> **TO BE DONE**: Output all the data exactly. Pictures do not belong in the copy.

[Coordinate labeling data]
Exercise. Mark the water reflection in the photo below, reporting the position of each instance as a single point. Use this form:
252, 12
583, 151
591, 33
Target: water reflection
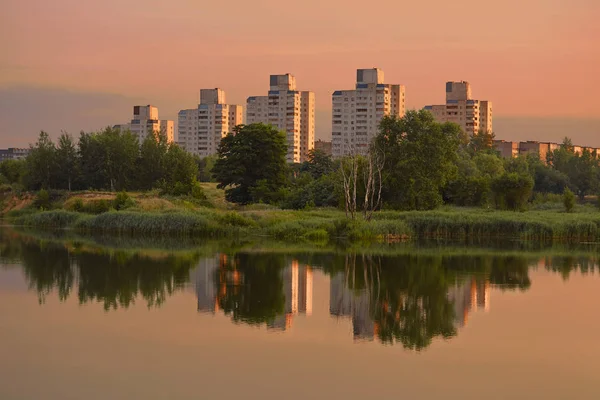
407, 299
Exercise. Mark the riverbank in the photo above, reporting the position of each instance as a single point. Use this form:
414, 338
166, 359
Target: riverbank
323, 225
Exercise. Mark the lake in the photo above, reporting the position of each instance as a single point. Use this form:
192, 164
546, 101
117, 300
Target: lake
118, 318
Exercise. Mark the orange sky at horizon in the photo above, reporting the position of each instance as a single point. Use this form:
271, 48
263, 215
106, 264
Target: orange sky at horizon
529, 57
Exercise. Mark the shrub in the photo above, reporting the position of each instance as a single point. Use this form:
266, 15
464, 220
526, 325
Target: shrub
122, 201
568, 200
198, 192
77, 205
42, 200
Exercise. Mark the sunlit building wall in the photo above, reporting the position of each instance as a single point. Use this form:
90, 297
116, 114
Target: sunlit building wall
357, 112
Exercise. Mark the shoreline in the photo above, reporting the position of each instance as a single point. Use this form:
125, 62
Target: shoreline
321, 226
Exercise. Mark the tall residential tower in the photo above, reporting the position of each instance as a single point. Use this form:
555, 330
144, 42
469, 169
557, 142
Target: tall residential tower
145, 121
472, 115
357, 112
201, 129
289, 110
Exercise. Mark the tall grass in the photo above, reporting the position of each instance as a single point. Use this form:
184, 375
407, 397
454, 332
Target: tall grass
326, 225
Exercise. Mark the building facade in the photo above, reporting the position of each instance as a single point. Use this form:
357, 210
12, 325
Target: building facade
200, 130
506, 149
145, 122
13, 153
289, 110
472, 115
357, 112
323, 146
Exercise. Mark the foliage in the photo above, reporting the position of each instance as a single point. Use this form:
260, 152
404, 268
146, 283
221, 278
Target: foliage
42, 200
568, 200
251, 164
420, 158
122, 201
512, 191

> **COMPLETE OUTPUT**:
Exercise. Mark the water reflection in the photo below, reporting the position of each instance as a single point. Use this form:
252, 12
583, 151
591, 33
Target: water reflection
407, 299
Exercise. Mark the riverbank in the photo above, reporting the position of each instance as a single point. Use this form:
414, 338
166, 359
Target: riverbank
323, 225
Exercise. Mark the lake in the photo above, reporting the position of each instance as a single point. Use this form:
192, 164
546, 101
117, 300
Target: lake
118, 318
Exercise. Mark the orange sky at horizon in the photo above, reporting the position of each instance as a single point. Use this form:
271, 48
263, 215
106, 264
Target: orange sky at horizon
529, 57
Exercise. Mark the shrub in the photo above, reporting the position of each instance as a single point. Use this form:
266, 15
464, 220
526, 325
Target: shrub
122, 201
568, 200
198, 192
77, 205
42, 200
Exercise. Mark the sunlit building wall in the photo above, reporting the position of each instance as a single point. Use this form:
90, 297
116, 114
Target: sunlit building wall
357, 112
Exercise. Mark the shoreline in the photo above, reporting the position of each instance as a single point. Use this form:
125, 62
Target: shoreline
321, 226
Exercise. Mark the tall residential tower in the photo above, reporting the position of each instance as a single point. Use this form:
555, 330
144, 42
469, 169
557, 142
Target: tall residential tower
145, 121
472, 115
357, 112
201, 129
289, 110
Exercise. Mark the tall grass in the photo above, reporting the position of each instance as a single point. Use this form:
184, 375
407, 397
454, 332
Target: tall grass
326, 225
Exercise. Mark the building facade in the photo above, reporting the position of each instance as a single point. Use this form:
357, 210
12, 325
Target: building facade
200, 130
506, 149
145, 122
13, 153
289, 110
472, 115
357, 112
323, 146
Exercise. Mark the foliage in the photo above, reporting the position of each instance as a single point. Use this form:
260, 152
404, 268
146, 283
221, 278
Target: foliage
42, 200
568, 200
251, 164
420, 158
122, 201
512, 191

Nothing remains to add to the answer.